◆ **Work to do**
1) From the copywriting process transcript, reproduce the passage starting at "That’s my whole" and ending at "that previous episode.".
2) In the copywriting process transcript, how much does the speaker bill up front for a project that falls below the project minimum?

** start Page extract **

It will include all of the deliverables. I’ll outline, “In Phase 1, this is the research that I’ll do,” and whether or not I provide them with a copy of the research as a deliverable is outlined there. “Phase 2, this is the copy and editing that I will do, and I will create these webpages or this sales page.” It will include whatever we had talked about. Then in the third phrase would be doing some testing, trying to create variants to improve the response, that kind of a thing. Usually when I bid on that project, I will create a price that’s based on Phase 1 or Phase 2. Then Phase 3, because it’s ongoing, sort of comes after all of that.

Then I send that proposal and invoice. Usually I will bill at least 50% up front. If it’s below my project minimum, it’s 100% up front, then we get to work. I’ll put together a survey that goes out to customers so that I can see what customers are thinking about the product itself, the problems that it solves for them, how they talk about it, because I really want to get into the heads of the customer.

Once I get that information back and I do my own competitive research and that sort of thing, then I start writing copy and I’ll share that with them as a finalized document. If I’m writing a webpage, that’s almost always going to be a wire frame, not just a copy doc, which feels more formal and tends to result in fewer changes. It also feels more professional, I think, to the client, where they look at it and say, “Oh yeah, he’s really thought out the layout and how this all fits together.” Then we go through revisions and hopefully we continue working together on projects in the future.

That’s my whole process, but like I said, I could probably do a lot more up front. Getting to know the customer, getting to know their business and why they’re there, and all of those things that Ry talked about in that previous episode.

KH: Wow, okay. Lots of questions.

RM: What’s your process? When I’ve seen some of the stuff that you’ve written, you’ve shared it with me in draft form oftentimes, and we’ve had some back and forth about some of the phrasing or where you’re making an argument or that sort of thing. How do you collect the information up front, so that when you’re writing a really personal sales page, and some of your sales pages talk about the personal story of the person who has created the product or service, how do you get all of that stuff before you start? What does your process look like?

** end Page extract **
** start Dataset entries **

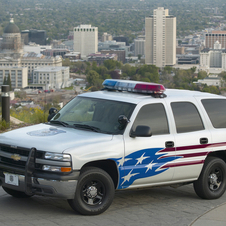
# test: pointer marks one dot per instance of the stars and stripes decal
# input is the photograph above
(153, 161)
(141, 164)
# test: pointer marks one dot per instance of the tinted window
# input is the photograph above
(216, 110)
(154, 116)
(187, 117)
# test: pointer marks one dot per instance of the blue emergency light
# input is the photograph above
(133, 86)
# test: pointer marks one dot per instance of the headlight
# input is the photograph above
(57, 157)
(56, 169)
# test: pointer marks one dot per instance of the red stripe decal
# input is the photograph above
(186, 155)
(182, 164)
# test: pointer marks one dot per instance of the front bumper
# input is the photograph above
(59, 187)
(39, 183)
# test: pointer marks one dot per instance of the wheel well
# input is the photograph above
(219, 154)
(107, 165)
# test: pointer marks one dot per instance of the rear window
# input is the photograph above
(216, 110)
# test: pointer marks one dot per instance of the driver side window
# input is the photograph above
(154, 116)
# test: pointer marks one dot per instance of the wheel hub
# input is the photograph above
(91, 192)
(213, 178)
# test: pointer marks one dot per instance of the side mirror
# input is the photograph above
(52, 113)
(123, 121)
(141, 131)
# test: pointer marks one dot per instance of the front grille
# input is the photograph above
(9, 154)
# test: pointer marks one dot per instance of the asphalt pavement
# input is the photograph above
(156, 206)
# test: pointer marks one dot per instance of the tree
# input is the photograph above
(91, 77)
(5, 81)
(8, 82)
(202, 74)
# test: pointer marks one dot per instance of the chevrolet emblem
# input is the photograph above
(15, 157)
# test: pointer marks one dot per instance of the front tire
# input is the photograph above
(211, 183)
(16, 194)
(94, 192)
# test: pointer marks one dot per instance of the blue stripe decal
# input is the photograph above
(141, 164)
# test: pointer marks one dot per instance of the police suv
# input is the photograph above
(129, 135)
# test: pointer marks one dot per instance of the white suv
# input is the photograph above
(129, 135)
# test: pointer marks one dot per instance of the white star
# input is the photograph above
(121, 161)
(127, 178)
(149, 166)
(140, 160)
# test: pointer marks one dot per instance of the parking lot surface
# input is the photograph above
(154, 206)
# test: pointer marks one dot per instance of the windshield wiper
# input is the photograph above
(82, 126)
(59, 122)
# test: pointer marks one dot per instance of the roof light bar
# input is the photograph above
(133, 86)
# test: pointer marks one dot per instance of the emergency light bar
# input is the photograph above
(133, 86)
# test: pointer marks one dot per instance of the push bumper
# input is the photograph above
(42, 186)
(33, 183)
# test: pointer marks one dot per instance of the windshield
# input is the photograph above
(93, 114)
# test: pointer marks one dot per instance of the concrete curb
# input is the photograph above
(215, 216)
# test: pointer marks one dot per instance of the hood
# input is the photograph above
(52, 138)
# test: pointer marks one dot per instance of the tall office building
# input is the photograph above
(211, 38)
(85, 40)
(33, 35)
(160, 36)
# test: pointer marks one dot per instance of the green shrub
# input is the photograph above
(4, 125)
(30, 115)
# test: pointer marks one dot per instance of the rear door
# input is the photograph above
(145, 157)
(192, 139)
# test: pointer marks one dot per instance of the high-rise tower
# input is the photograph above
(160, 33)
(85, 40)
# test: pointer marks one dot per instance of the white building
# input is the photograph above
(106, 37)
(139, 45)
(18, 76)
(13, 57)
(160, 35)
(213, 58)
(85, 40)
(52, 77)
(211, 80)
(32, 47)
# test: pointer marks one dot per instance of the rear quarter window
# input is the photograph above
(216, 110)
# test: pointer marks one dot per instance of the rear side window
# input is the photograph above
(186, 117)
(154, 116)
(216, 110)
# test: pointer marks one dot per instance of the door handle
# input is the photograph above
(203, 140)
(169, 144)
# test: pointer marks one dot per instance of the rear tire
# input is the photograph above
(16, 194)
(211, 183)
(94, 192)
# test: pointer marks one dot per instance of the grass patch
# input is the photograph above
(31, 115)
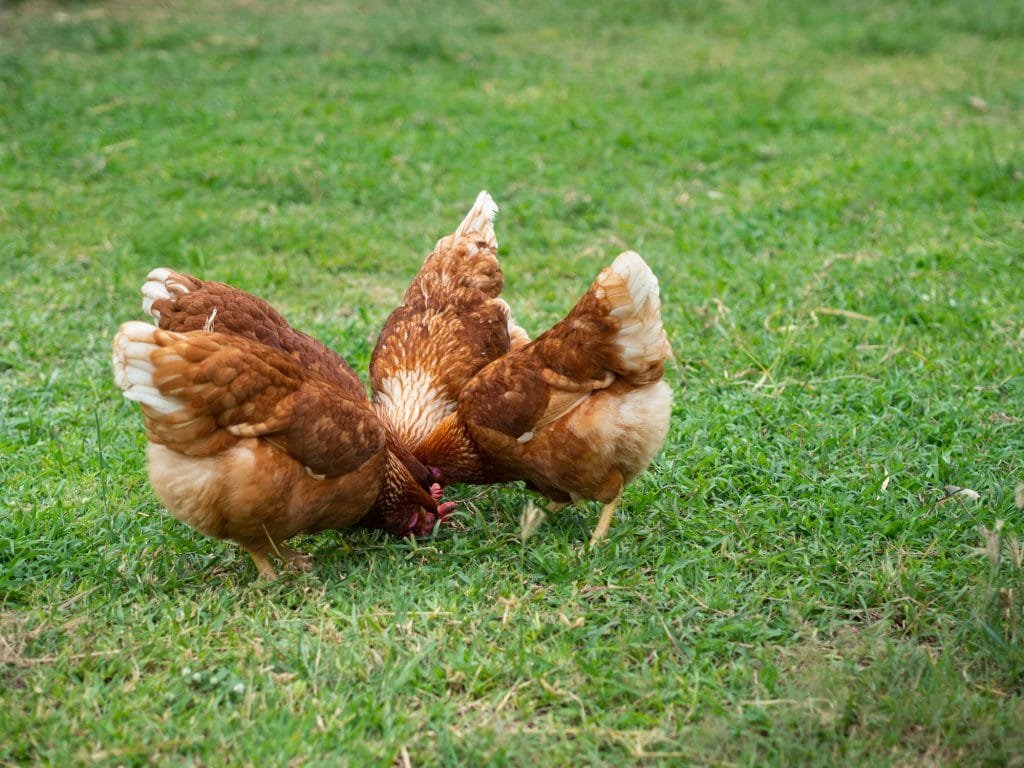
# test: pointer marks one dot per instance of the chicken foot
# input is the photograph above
(297, 560)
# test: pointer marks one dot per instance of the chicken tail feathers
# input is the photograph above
(629, 291)
(480, 220)
(164, 285)
(133, 368)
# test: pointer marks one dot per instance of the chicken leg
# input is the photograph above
(605, 522)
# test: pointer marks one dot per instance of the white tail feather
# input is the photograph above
(160, 284)
(133, 368)
(480, 219)
(641, 338)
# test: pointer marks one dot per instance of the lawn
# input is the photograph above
(832, 195)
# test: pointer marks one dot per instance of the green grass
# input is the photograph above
(832, 196)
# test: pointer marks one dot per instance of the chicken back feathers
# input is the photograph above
(451, 325)
(180, 302)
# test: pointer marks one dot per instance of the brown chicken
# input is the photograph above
(451, 325)
(182, 303)
(579, 412)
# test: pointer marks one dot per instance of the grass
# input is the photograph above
(830, 194)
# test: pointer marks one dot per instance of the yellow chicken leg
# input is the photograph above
(262, 564)
(605, 522)
(297, 560)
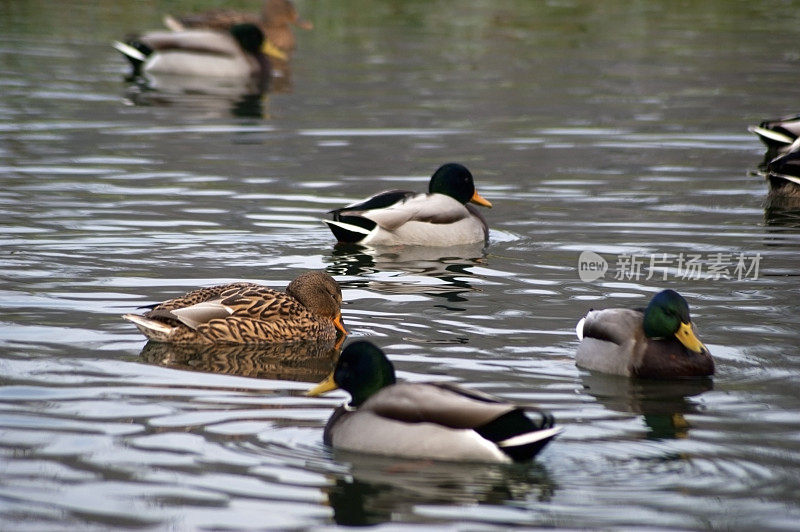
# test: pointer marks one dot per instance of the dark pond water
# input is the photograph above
(612, 127)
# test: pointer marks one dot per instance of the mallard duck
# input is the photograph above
(276, 20)
(415, 420)
(439, 218)
(247, 313)
(233, 54)
(657, 342)
(778, 134)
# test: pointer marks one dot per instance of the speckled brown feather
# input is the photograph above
(307, 361)
(252, 313)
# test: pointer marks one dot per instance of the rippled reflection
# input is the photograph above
(201, 95)
(379, 489)
(662, 404)
(448, 265)
(297, 361)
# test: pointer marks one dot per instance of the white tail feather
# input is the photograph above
(349, 227)
(530, 437)
(771, 135)
(129, 50)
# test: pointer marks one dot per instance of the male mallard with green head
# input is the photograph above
(247, 313)
(425, 420)
(657, 342)
(442, 217)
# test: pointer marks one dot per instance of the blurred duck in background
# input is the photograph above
(781, 164)
(778, 135)
(236, 53)
(276, 20)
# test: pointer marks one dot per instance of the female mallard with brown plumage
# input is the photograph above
(657, 342)
(425, 420)
(243, 313)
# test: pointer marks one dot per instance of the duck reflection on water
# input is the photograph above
(450, 265)
(378, 489)
(661, 403)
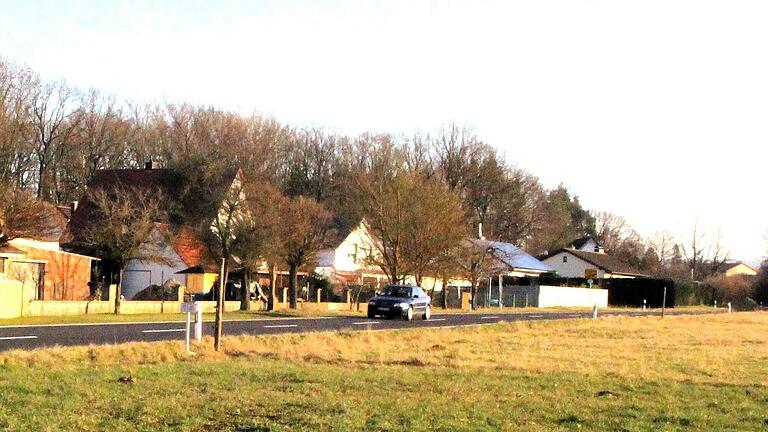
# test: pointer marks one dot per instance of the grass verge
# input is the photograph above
(616, 373)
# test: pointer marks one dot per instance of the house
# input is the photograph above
(570, 262)
(45, 271)
(738, 269)
(182, 254)
(342, 260)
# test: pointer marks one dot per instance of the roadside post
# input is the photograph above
(188, 308)
(198, 321)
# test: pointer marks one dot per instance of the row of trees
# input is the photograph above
(419, 193)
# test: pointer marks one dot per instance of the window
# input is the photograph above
(40, 280)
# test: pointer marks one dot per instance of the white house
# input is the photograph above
(343, 260)
(592, 265)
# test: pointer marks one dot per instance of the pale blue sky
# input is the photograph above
(655, 110)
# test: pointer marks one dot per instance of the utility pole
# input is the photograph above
(219, 308)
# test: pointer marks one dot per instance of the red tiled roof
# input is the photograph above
(191, 248)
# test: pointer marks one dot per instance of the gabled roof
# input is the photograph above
(579, 243)
(7, 249)
(188, 245)
(728, 266)
(512, 256)
(603, 261)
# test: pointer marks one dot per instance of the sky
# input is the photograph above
(653, 110)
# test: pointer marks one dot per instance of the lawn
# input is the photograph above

** end Dataset entries **

◆ **Final answers**
1)
That’s my whole process, but like I said, I could probably do a lot more up front. Getting to know the customer, getting to know their business and why they’re there, and all of those things that Ry talked about in that previous episode.

2) 100% up front.